▶ _PROBLEM SET_:
- A) Answer these questions from the article on harassment in the Oregon Legislature:
(i) In which city is the Oregon State Capitol located?
(ii) Which party does Peter Courtney belong to?
(iii) Which city is Sen. Sara Gelser from?
- B) From the article on harassment in the Oregon Legislature, reproduce word for word the part that opens with the words containing "Courtney's letter apparently" and closes with "officials and attorneys.".

▶ _PASSAGE TO READ_:
--------------------------------------------------

Capitol (copy) (copy) (copy)

The Oregon State Capitol in Salem. 

Mark Ylen

The news shouldn't have been a surprise, especially as it has become clear over the last few weeks just how pervasive sexual harassment is in American culture.

But somehow it was still startling, the news that harassment apparently extends into the halls of the Oregon Legislature, and even to the floors of our legislative chambers.

And it took an extraordinary event in Oregon politics to focus attention on harassment in the state Capitol.

"Let me very clear," says a letter Oregon Senate President Peter Courtney sent last week to Sen. Jeff Kruse, a Republican. "Women in the Capitol do NOT want you to touch them."

Courtney, a Democrat, told Kruse in the letter that he  previously had been instructed by officials in the Legislature not to touch women. But Courtney, pointing to two new alleged incidents, took the highly unusual step of removing Kruse from the committees he sits on, stripping the lawmaker of much of his power.

Courtney's letter apparently was prompted by complaints from Democratic Sen. Sara Gelser of Corvallis that another senator was making unwanted physical contact with her; on Monday, Gelser identified that senator as Kruse. She said she had filed complaints with the Legislature's human resource officials and attorneys.

--------------------------------------------------

Coordinate annotation records
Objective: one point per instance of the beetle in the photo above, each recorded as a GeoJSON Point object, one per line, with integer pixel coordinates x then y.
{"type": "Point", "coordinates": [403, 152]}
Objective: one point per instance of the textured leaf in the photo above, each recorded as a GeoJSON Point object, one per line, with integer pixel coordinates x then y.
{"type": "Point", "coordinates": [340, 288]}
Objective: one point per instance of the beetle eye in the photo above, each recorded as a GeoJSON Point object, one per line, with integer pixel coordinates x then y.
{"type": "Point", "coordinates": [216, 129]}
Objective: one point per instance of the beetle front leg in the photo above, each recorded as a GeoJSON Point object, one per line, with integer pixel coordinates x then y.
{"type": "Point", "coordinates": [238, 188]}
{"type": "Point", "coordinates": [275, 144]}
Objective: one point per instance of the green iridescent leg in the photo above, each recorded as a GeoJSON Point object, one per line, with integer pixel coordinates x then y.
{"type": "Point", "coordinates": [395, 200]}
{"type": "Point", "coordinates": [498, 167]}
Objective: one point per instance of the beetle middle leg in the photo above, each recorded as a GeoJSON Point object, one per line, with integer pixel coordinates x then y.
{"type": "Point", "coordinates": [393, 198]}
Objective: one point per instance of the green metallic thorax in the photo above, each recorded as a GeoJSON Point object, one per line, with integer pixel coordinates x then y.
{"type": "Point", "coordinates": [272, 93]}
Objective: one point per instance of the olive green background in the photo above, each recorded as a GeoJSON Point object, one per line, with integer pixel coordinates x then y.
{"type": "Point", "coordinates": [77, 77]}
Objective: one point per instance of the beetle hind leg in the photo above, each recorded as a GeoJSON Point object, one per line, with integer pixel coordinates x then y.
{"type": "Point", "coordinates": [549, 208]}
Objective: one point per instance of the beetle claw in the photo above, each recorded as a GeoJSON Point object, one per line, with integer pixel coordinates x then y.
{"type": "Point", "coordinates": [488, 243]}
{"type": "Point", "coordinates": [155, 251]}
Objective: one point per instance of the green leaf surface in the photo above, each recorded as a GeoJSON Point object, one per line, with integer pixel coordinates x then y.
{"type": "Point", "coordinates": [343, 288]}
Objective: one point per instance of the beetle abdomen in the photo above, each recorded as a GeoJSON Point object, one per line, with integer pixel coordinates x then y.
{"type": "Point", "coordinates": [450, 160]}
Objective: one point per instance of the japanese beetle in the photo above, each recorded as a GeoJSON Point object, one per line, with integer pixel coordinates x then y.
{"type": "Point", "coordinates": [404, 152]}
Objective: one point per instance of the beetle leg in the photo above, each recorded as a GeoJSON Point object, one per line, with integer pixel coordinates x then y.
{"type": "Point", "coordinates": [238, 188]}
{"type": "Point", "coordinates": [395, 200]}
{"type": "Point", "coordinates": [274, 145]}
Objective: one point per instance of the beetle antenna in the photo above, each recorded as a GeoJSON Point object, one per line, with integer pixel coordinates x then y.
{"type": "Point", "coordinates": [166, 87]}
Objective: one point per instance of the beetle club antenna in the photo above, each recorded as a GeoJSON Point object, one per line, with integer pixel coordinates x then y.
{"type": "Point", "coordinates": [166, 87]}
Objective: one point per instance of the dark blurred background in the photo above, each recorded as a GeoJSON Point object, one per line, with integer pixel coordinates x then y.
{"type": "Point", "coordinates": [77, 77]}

--------------------------------------------------

▶ _RESULTS OF THE EXERCISE_:
- A)
(i) Salem
(ii) Democratic
(iii) Corvallis

- B)
Courtney's letter apparently was prompted by complaints from Democratic Sen. Sara Gelser of Corvallis that another senator was making unwanted physical contact with her; on Monday, Gelser identified that senator as Kruse. She said she had filed complaints with the Legislature's human resource officials and attorneys.